--- Start of SOURCE PASSAGE ---

# What is the primary reason you own guns?



## bigrick (Sep 29, 2010)

Just a simple question. I know guns are used for a lot of different reasons, just wanting to see what's most popular.


----------



## Hopin4aboat (Jul 5, 2009)

A combination of 3 so I can't answer


----------



## Dragsmoker (Aug 15, 2011)

All three and plus its our right.


----------



## joebuck (Oct 1, 2007)

I'm with the others. Need to add "it is our right" to the poll, then add the selection of "all of the above" ... then I can answer accurately.


----------



## Gravity3694 (May 10, 2011)

Why, need a reason; its our right.

This is like asking why guys like to fish or tune their cars.

I frankly don't have an express reason why, but its a combination of all the above minus hunting.


----------



## MrFish (Aug 21, 2009)

Add an "All of the above" option and I'll click that.


----------



## TheRoguePirate (Nov 3, 2011)

because I can


----------



## bigbulls (Mar 12, 2008)

Ditto. All of the above.

I own rifles for hunting, protection and sporting purposes.
I own shotguns for hunting, protection and sporting purposes.
I own hand guns for protection and sporting purposes.

And as a big bonus, I own all of them because it really pisses off the anti gun, whack job, liberals.


----------



## Longbow14 (Aug 8, 2011)

Yes to the question

also the smirk of being a Vegan, Atheist, Liberal D-bag.:thumbsup: just kidding I used to be a vegan.


----------



## bigrick (Sep 29, 2010)

I'm not saying you need a reason just curious. I think if I owned a gun it would be for all 4 but primarily would be used for hunting and protection while hunting. I'm all for the good guys having more guns than the bad guys though. I think a basic shotgun would be a good start for me. I can hunt about anything with it I guess. I have too bad of a temper to have a concealed handgun, think it would lead to more harm than good but have no problem with ya'll packin.


----------



## DaBreeze (Feb 25, 2012)

Because I can !!!


----------



## TURTLE (May 22, 2008)

bigrick said:


> I'm not saying you need a reason just curious. I think if I owned a gun it would be for all 4 but primarily would be used for hunting and protection while hunting. I'm all for the good guys having more guns than the bad guys though. I think a basic shotgun would be a good start for me. I can hunt about anything with it I guess. I have too bad of a temper to have a concealed handgun, think it would lead to more harm than good but have no problem with ya'll packin.


*You got me thinking now. Are there any other members on here that don't own a gun? I guess I just assumed if you were over 18 and on this forum you had at least one gun, but I guess that was wrong.*


----------



## Realtor (Oct 1, 2007)

beacuse everyone else has one and I'm not sure I "trust" them all the time.....


----------



## bigrick (Sep 29, 2010)

I grew up on the water, not in the woods so I never really needed 1. Most of the hunting I've done has been on private property with a friends gun. Back then keeping things legal wasn't much of a worry, but now that I can get in trouble I'm going to get the proper permits, licenses , ect.

--- End of SOURCE PASSAGE ---
--- Start of DATASET ROWS ---

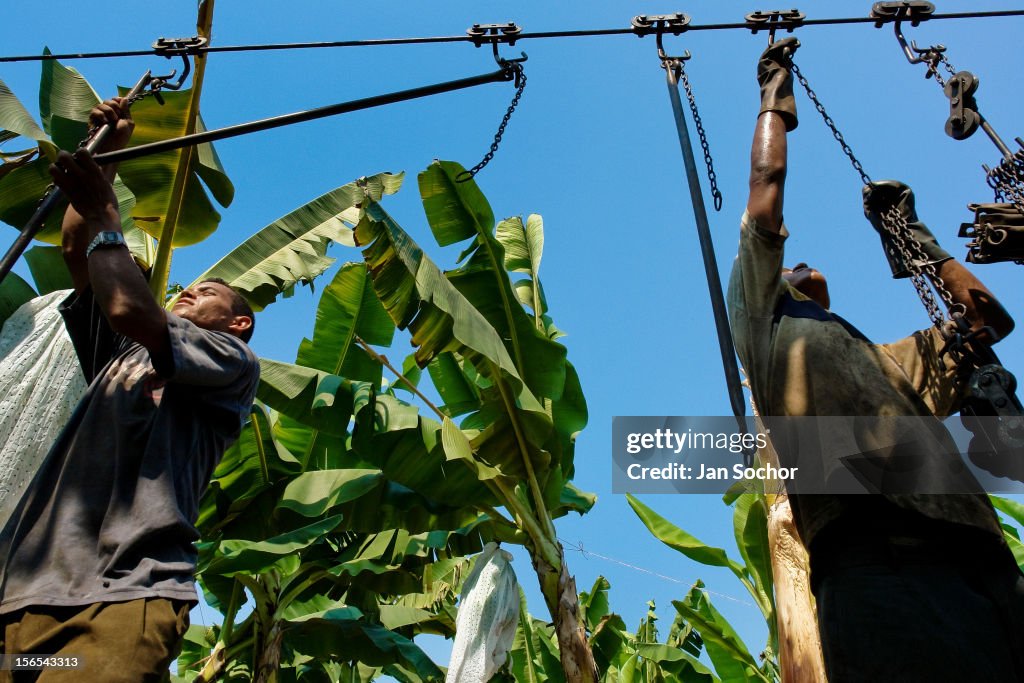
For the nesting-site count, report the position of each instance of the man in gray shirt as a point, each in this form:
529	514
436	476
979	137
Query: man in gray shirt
98	559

--- End of DATASET ROWS ---

**INSTRUCTIONS FOR THE TASK:** Please explain, in one to three sentences, why bigrick says in the gun-ownership thread that he would not carry a concealed handgun.

**EXERCISE RESULT:** bigrick says his temper is too bad for him to have a concealed handgun. He thinks carrying one would lead to more harm than good.